Position identification records:
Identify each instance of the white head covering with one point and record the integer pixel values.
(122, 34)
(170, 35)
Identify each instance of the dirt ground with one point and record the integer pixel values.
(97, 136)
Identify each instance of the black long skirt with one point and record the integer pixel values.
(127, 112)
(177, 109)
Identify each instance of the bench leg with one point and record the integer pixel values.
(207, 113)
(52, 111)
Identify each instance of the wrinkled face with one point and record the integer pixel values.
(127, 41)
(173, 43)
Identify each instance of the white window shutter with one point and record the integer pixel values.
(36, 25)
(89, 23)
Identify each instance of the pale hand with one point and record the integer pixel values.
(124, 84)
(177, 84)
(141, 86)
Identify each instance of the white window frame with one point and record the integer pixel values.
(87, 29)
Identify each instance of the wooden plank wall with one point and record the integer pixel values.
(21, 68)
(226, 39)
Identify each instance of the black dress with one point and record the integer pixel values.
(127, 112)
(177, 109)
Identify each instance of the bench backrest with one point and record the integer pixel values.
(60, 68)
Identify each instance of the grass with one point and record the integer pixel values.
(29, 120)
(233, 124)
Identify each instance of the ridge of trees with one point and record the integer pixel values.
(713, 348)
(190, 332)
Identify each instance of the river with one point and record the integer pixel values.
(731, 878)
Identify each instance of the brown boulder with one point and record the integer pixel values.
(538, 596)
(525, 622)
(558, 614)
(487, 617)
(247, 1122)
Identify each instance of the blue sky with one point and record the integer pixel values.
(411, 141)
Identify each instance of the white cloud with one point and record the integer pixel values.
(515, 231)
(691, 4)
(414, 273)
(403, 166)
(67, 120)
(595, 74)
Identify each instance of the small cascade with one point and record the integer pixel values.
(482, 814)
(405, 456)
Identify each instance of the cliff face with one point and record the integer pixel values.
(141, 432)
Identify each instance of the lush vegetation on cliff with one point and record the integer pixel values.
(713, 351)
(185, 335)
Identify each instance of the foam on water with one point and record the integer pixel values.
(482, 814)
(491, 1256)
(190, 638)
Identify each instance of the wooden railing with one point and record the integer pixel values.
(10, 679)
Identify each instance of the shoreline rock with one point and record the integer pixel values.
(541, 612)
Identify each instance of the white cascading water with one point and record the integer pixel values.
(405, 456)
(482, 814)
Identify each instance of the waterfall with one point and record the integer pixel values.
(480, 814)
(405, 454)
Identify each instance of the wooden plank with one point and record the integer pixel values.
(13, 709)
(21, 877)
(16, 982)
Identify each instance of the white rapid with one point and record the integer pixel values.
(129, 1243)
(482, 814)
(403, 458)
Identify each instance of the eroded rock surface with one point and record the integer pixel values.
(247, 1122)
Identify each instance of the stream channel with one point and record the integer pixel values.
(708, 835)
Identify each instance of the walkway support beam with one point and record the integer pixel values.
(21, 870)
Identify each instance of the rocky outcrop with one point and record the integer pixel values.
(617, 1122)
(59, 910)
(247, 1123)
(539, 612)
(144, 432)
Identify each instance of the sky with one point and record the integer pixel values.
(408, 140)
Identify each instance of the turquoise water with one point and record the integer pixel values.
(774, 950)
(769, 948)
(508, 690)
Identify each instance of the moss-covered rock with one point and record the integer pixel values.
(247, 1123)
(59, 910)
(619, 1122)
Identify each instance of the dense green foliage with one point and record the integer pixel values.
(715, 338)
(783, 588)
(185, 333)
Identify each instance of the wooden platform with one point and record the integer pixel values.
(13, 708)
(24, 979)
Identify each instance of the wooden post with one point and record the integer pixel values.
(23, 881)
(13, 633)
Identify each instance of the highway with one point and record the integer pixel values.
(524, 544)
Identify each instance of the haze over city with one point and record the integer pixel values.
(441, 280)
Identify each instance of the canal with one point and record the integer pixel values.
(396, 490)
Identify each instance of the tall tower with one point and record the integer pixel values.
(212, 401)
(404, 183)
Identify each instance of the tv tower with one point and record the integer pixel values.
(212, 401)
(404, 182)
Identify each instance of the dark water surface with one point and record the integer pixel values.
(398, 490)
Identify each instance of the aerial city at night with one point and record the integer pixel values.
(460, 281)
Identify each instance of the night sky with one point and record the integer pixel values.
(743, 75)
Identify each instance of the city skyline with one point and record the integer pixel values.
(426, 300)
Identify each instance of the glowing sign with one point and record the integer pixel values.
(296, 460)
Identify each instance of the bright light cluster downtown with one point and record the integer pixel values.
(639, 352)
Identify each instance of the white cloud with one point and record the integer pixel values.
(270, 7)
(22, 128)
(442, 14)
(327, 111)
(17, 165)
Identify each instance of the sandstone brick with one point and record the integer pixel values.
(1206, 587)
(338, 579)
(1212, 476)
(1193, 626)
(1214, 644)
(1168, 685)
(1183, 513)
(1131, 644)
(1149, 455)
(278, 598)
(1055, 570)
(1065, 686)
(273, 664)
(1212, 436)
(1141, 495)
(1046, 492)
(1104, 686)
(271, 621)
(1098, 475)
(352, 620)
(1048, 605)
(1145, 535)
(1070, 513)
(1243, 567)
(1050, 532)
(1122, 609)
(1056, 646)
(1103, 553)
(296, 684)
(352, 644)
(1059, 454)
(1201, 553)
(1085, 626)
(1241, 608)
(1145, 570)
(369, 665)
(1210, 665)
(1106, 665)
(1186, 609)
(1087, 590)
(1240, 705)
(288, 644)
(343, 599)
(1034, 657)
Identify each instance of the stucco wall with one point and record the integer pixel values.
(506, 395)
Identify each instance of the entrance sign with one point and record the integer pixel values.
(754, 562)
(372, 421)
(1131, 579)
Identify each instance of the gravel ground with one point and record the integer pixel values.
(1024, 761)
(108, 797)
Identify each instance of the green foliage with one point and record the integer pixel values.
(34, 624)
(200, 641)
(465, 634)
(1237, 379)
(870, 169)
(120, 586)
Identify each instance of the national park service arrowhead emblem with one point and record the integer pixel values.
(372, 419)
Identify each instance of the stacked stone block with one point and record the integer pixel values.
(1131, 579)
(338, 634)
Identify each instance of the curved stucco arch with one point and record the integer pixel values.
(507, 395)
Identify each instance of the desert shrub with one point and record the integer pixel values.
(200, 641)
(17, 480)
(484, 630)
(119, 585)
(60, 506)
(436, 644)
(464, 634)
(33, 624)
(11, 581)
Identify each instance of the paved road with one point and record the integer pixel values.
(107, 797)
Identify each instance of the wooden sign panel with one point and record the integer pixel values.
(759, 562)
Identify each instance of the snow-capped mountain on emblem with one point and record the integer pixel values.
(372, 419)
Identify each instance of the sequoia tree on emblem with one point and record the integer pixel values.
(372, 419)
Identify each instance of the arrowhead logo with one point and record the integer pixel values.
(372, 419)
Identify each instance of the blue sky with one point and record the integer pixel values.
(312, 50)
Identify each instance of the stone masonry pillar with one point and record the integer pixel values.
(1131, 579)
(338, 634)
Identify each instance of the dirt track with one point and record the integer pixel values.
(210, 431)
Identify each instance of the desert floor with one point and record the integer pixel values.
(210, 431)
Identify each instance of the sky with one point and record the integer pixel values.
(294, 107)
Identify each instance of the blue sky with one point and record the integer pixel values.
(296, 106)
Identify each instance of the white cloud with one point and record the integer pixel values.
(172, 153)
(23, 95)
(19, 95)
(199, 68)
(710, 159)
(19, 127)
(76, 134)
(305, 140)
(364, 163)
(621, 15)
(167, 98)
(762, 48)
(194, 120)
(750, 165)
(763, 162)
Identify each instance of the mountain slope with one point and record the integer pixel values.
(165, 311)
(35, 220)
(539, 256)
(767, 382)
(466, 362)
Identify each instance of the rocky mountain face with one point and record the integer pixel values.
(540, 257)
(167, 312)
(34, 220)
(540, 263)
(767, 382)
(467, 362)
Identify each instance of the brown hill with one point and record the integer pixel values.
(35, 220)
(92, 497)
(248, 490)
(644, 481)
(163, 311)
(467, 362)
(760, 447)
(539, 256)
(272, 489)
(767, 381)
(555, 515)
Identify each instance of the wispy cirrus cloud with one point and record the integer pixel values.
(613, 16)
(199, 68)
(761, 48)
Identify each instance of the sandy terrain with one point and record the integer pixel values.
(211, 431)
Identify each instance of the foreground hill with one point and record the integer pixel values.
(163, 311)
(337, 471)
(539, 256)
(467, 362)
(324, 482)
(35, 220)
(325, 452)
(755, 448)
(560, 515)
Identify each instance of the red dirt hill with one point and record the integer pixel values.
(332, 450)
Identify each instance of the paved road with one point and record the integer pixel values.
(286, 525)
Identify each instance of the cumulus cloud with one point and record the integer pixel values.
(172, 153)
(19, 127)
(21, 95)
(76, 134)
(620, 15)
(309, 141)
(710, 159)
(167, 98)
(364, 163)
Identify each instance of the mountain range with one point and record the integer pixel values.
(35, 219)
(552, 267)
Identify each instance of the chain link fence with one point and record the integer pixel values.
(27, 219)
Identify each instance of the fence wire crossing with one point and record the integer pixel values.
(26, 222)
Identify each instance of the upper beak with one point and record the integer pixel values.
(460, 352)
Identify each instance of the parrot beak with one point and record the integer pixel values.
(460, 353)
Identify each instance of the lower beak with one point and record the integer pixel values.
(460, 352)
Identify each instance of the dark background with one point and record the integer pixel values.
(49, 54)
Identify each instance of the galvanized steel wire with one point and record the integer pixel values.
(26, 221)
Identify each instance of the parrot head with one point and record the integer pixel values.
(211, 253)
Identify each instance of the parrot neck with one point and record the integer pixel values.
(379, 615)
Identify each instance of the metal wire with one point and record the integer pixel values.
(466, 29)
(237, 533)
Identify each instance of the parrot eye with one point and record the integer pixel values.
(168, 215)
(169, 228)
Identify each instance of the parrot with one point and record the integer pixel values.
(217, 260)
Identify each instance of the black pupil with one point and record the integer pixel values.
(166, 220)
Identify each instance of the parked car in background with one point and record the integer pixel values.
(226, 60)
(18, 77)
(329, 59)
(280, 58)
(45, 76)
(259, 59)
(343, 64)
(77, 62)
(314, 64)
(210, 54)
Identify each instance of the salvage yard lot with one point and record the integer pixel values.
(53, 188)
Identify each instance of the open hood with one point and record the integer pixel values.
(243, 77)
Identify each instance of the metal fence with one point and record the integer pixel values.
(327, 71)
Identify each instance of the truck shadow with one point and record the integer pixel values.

● **WHAT TO WORK ON**:
Only the lines from the one with "Identify each instance of the parrot with" through the end of the material are wanted; copy them exactly, both ends included.

● **WRITTEN SOLUTION**:
Identify each instance of the parrot with one point and record the integer pixel values.
(217, 260)
Identify each instance of the black pupil with one point and record the integer pixel values.
(166, 220)
Identify each instance of the parked car in background with one point and record the integer pixel values.
(226, 60)
(18, 77)
(329, 59)
(280, 58)
(45, 76)
(259, 59)
(343, 64)
(77, 62)
(314, 64)
(210, 54)
Identify each instance of the salvage yard lot with one point and record the integer pixel values.
(53, 188)
Identify each instance of the open hood with one point and record the integer pixel values.
(243, 77)
Identify each instance of the metal fence with one point and record the integer pixel values.
(327, 71)
Identify each instance of the truck shadow with one point and record the integer pixel values.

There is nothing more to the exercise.